------ Document text ------

At 500 cases a month, you’re not adding incremental capacity. You’re “just burning cash,” as one ortho manufacturer CEO put it. Every new hire joins the same inbox, the same queue, the same manual process. You’re scaling the headcount but not the system.
This is the staircase-hiring problem. You don’t gradually need 10% more capacity — you suddenly can’t keep up, so you hire, then you have slack, then you suddenly can’t keep up again. Each new hire costs $60–80K but doesn’t change the underlying process. As one biologics manufacturer told us: “We’d rather spend that on a sales headcount than somebody in the back office. That’s the value proposition.”
The Lot Number Problem Within the Problem
Lot and serial number tracking deserves its own mention because it sits at the intersection of operational efficiency and regulatory compliance — and it’s the single most common field that’s missing or wrong on charge sheets.
FDA’s 21 CFR Part 821 requires manufacturers of certain implantable devices to maintain tracking records that can trace a device from manufacturing through distribution to the patient. When a charge sheet arrives with a missing or illegible lot number, your team isn’t just dealing with a billing delay. They’re dealing with a traceability gap that matters if there’s ever a recall.
The coordinator who can’t read the lot number has two options: chase the rep (delay), or guess based on what was supposed to be in the kit (risk). Neither option is good. Both happen every day.
This is the kind of operational detail that’s invisible to leadership until it becomes an audit finding. Mid-level operations staff carry this risk daily, for every charge sheet, and absorb the investigation time it takes to close the gap.

------ Listed entries ------

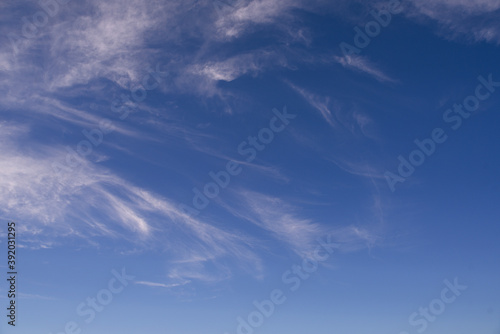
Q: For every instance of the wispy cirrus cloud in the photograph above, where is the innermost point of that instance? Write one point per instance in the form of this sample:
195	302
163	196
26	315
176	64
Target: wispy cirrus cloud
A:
474	21
364	65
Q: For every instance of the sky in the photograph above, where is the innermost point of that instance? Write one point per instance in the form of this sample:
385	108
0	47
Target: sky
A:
264	166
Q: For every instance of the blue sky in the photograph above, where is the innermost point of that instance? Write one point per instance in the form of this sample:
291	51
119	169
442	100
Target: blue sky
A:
179	162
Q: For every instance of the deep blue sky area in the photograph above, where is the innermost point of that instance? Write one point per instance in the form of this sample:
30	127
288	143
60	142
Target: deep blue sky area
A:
241	167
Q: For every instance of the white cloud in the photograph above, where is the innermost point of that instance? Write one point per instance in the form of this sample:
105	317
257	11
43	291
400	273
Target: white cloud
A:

------

What this exercise asks:
**a)** Output the passage of the lot number tracking text starting at "The Lot Number Problem" and ending at "happen every day.".
**b)** Pick up the text on charge sheets and lot number tracking after its last sentence and continue it.

Responses by item number:
**a)**
The Lot Number Problem Within the Problem
Lot and serial number tracking deserves its own mention because it sits at the intersection of operational efficiency and regulatory compliance — and it’s the single most common field that’s missing or wrong on charge sheets.
FDA’s 21 CFR Part 821 requires manufacturers of certain implantable devices to maintain tracking records that can trace a device from manufacturing through distribution to the patient. When a charge sheet arrives with a missing or illegible lot number, your team isn’t just dealing with a billing delay. They’re dealing with a traceability gap that matters if there’s ever a recall.
The coordinator who can’t read the lot number has two options: chase the rep (delay), or guess based on what was supposed to be in the kit (risk). Neither option is good. Both happen every day.

**b)**
What Actually Has to Change
The temptation here is to prescribe a technology solution. And eventually, yes — the space between that handwritten form and your ERP is a gap that technology can close. But before reaching for a platform, there are structural problems worth addressing.
Standardize the input. The single biggest improvement most manufacturers can make is reducing the variability in how charge sheets arrive. This doesn’t require software. It requires a standard form (digital or paper), a single submission channel (email address, not six different coordinators’ cell phones), and a minimum set of required fields that the rep confirms before sending. Reps will comply if the path is easier than what they do today — and “email a photo to one address” is easier than “text whichever coordinator picks up.”
Separate transcription from investigation. Most operations teams handle both in the same pass: they read the charge sheet, find the gaps, chase the missing data, and enter the result. This means a single incomplete charge sheet blocks the coordinator from processing any others while they wait for a response. Splitting these into distinct steps — batch the transcription, batch the investigation, batch the entry — makes the bottleneck visible and measurable.
Measure what falls out. Almost no mid-market manufacturer tracks their charge sheet completion rate — the percentage of surgical cases where a charge sheet is submitted, processed, and invoiced within a target window. Without this metric, you can’t tell whether the problem is getting worse until a hospital account calls to complain or a quarterly audit reveals the gap. If you track one new number this quarter, make it this one.
The charge sheet is the starting point for everything downstream: the invoice, the revenue, the commission, the inventory adjustment, the compliance record. Every company in medical devices has this workflow. Very few have examined it closely enough to see where the time and money actually go.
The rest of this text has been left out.